# WORK ORDER 1
Answer these questions using the malakwang text:
(a) How many species does the genus hibiscus include?
(b) What pH range must the soils have?
(c) How long after the first digging is the second tilling done?
# WORK ORDER 2
Return everything from "It requires 4-8" down to "agricultural production systems." in the malakwang text, copied word for word.

# TEXT SECTION
# # # # # # #

Description of the plant 
In a Science Direct Publication compiled by Elsevier of December 2014 it is stated that hibiscus is a genus of flowering plants in the mallow family, Malvaceae.

Hibiscus sabdariffa also known as roselle, is an ideal crop for developing countries as it is relatively easy to grow, can be grown as part of multi cropping systems and can be used as food and fibre. The genus hibiscus includes more than 300 species of annual or perennial herbs, shrubs or trees. 
Growth character.

In a study conducted by scientists from the National Agricultural Research Organisation (Naro) in 2003 led by Dr Elizabeth Rubaihayo from the National Agricultural Research Laboratories (NaARL) Kawanda, jointly with agricultural scientists from Makerere University College of Agriculture and environmental sciences, the team notes that Malakwang is easy to grow in most well drained soils but can tolerate poor soils.

It requires 4-8 months growth with night-time temperatures with a minimum of 20 Celsius as well as 13 hours of sunlight and a monthly rainfall ranging from 5–10 cubic metres (130–250 mm) during the first few months to prevent premature flowering. 

Rain or high humidity during the harvest time and drying process can downgrade the quality of the calyces and reduce the yield. The quality and yield rate is determined by seed stock, local growing conditions, time of harvest, post-harvest handling and mainly the drying step. 

Land preparation 
Loam soil is the preferred soil, especially that which is high in organic content for most agricultural production systems. 

The soils must contain neutral pH range of 6.4 – 7.6 with fairly high organic matter, nitrogen, phosphorus and potassium.  These soils must therefore be on the fertile side for agricultural production purposes.
In the first digging farmers are expected to turn over the soil and organic matter using the hoe.  

In the second tilling process it is important to make the seed bed fine. This is done two weeks after the first digging.

Seed processing 
Most farmers growing malakwang process their own seed though occasionally farmers obtain seeds from other farmers but these occasions are rare. 

The process of raising seeds is where uprooting or cutting of old plants with seeds is done. It is dried under sunshine for a week or more and later threshing, and cleaning of seeds, is done. 

Most farmers store seeds in calabashes, tins, polythene bags or simply by hanging plants over the fire place in the kitchen.  

Planting and weeding
Seeds are sown using broadcasting method or seedlings that have been raised in seed beds or collected from the wild are transplanted in the prepared garden.

# # # # # # #

# GIVEN DATA
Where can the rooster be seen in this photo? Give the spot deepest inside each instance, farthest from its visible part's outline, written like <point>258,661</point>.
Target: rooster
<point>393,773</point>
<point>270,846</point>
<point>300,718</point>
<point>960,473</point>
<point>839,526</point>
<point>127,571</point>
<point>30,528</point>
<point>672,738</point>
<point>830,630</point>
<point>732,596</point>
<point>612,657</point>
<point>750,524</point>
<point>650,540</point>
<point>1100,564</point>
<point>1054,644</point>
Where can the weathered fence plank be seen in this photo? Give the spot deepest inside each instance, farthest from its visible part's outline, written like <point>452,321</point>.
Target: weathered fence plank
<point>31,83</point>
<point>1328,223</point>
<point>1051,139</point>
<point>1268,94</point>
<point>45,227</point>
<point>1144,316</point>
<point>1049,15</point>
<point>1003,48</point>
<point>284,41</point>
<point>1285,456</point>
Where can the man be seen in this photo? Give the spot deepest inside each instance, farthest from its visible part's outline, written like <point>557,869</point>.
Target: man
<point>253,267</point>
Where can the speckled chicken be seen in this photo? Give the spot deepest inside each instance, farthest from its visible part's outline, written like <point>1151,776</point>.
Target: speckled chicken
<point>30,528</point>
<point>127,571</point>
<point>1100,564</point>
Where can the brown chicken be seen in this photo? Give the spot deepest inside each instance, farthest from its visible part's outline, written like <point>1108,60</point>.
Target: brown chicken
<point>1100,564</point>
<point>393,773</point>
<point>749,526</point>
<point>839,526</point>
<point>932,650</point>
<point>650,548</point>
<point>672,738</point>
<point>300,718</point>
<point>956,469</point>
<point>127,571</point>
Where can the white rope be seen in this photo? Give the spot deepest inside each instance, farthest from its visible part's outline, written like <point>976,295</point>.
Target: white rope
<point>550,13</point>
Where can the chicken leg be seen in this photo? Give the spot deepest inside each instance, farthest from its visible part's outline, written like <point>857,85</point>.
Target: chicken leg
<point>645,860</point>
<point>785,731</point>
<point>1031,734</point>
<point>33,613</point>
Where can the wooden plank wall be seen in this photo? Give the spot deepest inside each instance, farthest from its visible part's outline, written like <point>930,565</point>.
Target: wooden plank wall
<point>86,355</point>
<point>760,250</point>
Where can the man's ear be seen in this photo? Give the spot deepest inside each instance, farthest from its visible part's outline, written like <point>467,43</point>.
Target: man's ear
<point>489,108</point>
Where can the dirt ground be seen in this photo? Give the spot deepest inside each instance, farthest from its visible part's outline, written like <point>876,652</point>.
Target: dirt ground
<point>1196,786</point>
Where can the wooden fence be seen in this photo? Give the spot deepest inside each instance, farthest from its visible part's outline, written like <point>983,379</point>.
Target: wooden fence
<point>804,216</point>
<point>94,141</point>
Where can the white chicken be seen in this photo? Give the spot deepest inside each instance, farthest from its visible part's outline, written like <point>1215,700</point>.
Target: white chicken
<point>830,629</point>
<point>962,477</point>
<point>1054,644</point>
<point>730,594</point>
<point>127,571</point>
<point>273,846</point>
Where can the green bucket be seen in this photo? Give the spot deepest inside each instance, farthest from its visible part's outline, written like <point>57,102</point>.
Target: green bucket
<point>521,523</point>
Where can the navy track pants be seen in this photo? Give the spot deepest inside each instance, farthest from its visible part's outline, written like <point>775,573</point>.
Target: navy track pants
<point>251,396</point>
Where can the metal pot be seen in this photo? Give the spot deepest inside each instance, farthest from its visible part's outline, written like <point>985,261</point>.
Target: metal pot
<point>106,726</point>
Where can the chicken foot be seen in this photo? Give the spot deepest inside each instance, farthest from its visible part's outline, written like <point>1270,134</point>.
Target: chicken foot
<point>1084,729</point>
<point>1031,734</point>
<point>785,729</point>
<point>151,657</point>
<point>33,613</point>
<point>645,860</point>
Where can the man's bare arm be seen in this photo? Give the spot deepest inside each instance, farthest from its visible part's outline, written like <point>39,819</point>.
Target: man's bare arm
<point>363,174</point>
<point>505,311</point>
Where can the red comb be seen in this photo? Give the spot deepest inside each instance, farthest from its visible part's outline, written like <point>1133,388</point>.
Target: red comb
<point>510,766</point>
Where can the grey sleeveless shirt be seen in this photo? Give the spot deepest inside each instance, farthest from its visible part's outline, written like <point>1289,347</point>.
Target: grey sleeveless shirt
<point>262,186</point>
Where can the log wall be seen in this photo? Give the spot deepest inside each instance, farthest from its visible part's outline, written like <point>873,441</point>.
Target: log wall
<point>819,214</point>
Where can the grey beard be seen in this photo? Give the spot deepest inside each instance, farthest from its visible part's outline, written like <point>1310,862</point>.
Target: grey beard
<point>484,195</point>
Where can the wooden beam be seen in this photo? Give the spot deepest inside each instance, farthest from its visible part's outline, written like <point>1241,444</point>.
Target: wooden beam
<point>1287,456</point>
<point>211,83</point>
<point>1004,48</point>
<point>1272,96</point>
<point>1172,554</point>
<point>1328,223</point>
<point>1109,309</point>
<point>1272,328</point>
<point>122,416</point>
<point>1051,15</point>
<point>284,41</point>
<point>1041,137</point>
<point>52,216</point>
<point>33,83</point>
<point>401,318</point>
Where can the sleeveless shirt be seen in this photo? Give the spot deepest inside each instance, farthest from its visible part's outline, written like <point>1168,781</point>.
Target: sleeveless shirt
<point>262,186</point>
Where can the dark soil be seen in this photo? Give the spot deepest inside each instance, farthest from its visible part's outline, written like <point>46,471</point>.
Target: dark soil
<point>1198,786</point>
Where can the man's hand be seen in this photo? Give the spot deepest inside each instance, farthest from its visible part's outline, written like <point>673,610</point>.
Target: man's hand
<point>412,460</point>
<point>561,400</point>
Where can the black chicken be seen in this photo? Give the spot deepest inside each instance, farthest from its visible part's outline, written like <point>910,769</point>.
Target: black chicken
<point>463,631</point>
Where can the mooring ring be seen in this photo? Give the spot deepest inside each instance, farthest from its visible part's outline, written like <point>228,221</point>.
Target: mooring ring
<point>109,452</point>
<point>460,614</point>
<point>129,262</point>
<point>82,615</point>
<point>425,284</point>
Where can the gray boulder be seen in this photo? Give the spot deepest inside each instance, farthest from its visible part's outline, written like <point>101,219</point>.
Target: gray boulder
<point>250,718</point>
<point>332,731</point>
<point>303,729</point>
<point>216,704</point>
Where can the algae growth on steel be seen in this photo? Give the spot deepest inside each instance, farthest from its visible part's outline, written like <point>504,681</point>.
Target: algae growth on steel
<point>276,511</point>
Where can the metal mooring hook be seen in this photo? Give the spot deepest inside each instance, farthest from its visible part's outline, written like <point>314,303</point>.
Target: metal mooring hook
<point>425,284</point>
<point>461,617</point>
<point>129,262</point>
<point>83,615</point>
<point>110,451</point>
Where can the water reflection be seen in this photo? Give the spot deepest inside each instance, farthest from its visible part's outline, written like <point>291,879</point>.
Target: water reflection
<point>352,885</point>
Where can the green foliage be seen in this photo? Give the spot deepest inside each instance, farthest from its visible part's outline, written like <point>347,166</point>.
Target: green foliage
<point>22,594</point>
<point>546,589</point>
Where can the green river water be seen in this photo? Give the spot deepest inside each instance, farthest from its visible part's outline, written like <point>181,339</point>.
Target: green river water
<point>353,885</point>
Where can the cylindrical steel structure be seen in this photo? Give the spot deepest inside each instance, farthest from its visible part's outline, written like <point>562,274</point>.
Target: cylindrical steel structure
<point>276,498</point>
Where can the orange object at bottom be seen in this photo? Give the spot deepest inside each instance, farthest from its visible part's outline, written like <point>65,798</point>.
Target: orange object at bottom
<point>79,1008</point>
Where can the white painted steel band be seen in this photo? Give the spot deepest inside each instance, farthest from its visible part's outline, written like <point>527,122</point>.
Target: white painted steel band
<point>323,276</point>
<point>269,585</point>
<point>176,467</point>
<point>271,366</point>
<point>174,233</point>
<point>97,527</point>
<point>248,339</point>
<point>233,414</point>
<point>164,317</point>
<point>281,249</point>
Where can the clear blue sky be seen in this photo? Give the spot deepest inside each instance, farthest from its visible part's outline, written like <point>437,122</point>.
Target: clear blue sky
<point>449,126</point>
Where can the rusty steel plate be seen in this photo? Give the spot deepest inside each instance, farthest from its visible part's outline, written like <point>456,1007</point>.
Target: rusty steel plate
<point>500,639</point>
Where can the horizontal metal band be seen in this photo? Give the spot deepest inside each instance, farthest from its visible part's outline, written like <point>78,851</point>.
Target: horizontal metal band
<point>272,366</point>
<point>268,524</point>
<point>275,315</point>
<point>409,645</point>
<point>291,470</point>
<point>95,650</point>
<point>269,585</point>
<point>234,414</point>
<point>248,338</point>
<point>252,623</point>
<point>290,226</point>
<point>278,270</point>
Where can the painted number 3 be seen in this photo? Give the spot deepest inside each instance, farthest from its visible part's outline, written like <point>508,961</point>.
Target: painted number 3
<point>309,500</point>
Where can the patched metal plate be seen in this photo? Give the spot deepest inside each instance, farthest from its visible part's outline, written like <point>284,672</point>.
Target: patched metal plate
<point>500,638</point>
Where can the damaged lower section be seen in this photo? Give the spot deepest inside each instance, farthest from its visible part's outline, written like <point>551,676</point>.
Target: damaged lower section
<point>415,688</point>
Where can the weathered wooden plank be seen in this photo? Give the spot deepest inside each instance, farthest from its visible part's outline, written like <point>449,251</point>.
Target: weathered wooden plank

# # # # # # #

# YOUR SOLUTION 1
(a) More than 300 species
(b) 6.4–7.6
(c) Two weeks

# YOUR SOLUTION 2
It requires 4-8 months growth with night-time temperatures with a minimum of 20 Celsius as well as 13 hours of sunlight and a monthly rainfall ranging from 5–10 cubic metres (130–250 mm) during the first few months to prevent premature flowering. 

Rain or high humidity during the harvest time and drying process can downgrade the quality of the calyces and reduce the yield. The quality and yield rate is determined by seed stock, local growing conditions, time of harvest, post-harvest handling and mainly the drying step. 

Land preparation 
Loam soil is the preferred soil, especially that which is high in organic content for most agricultural production systems.